[TASK STATEMENT]: Identify every row below that contains the word "glass" and copy each of those rows in full. Case counts.

[DATA SUPPLIED]:
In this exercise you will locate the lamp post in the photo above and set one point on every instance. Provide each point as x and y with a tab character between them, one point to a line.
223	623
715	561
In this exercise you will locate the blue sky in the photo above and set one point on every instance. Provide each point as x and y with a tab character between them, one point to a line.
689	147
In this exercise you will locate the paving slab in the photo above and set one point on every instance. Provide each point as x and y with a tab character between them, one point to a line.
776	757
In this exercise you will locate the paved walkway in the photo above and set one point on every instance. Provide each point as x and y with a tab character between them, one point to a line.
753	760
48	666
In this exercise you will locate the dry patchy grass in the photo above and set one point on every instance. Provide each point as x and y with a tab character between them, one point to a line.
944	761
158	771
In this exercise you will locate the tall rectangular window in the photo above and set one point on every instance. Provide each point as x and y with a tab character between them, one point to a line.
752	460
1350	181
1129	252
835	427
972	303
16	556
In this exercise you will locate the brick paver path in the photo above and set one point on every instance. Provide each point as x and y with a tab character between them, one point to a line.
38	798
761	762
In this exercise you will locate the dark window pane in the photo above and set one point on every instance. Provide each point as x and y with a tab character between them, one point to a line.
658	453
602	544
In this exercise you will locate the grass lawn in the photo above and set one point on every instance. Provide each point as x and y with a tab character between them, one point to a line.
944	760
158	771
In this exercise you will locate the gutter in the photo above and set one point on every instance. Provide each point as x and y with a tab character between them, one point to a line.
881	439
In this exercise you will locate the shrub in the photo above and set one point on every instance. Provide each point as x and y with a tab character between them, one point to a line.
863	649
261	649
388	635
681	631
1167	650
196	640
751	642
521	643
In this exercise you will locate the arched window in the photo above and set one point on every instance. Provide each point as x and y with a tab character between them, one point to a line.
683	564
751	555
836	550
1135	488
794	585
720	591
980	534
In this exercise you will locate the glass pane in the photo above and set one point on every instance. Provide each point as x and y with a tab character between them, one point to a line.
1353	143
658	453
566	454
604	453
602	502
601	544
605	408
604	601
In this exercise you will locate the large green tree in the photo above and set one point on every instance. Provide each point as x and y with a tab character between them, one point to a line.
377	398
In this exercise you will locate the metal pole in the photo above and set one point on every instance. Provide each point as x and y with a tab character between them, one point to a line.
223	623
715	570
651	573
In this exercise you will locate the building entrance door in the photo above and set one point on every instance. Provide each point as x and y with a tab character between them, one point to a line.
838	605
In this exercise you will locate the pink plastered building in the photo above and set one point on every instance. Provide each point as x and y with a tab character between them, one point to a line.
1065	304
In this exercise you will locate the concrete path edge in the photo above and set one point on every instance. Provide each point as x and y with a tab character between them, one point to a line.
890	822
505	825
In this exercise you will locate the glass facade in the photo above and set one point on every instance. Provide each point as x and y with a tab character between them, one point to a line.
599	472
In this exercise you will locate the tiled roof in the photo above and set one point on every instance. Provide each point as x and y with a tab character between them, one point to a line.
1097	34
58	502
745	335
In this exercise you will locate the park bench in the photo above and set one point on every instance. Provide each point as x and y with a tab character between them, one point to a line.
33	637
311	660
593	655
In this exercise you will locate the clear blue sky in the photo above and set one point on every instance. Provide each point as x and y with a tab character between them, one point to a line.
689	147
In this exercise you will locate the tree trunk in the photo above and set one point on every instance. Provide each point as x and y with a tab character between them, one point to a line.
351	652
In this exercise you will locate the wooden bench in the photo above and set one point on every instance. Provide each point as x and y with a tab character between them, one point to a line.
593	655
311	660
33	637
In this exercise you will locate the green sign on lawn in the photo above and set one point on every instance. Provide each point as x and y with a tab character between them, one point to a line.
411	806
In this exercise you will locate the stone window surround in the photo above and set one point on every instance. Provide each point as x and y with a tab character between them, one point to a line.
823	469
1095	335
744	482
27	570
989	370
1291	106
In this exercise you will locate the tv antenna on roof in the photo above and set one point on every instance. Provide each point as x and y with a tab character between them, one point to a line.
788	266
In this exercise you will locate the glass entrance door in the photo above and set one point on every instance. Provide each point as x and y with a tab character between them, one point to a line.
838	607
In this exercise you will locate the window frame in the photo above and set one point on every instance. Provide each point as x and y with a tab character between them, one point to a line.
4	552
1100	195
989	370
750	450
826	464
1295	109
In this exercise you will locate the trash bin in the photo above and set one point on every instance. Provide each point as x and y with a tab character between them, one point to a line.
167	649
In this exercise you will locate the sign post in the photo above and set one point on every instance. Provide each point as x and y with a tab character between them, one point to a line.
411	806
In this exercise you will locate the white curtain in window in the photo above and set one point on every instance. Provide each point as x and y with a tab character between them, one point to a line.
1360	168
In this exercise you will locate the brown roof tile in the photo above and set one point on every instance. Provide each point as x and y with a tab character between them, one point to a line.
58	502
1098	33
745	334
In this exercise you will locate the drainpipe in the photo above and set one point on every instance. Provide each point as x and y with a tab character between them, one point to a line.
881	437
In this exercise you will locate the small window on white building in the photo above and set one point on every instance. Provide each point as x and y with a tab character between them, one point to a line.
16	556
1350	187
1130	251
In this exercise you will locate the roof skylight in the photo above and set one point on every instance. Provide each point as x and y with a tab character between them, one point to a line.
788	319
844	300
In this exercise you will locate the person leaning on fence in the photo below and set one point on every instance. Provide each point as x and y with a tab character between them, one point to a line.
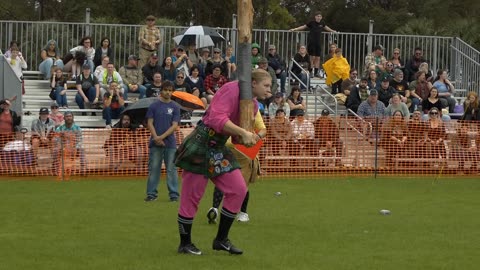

[TASK RESULT]:
In this exercise you will locate the glass pane in the photo above and set one point on every instance. Provide each point as x and y with a tab character between them, one point to a line.
In this exercise you will locate the glass facade in the photo above and set one point on every instance. Provide each point as x and y with a tab character between them, one point to a line.
In this exercise you will locate the glass entrance door in the photo above and set one point on every instance. Provide each point as x and y with a tab character between them, one point to a line.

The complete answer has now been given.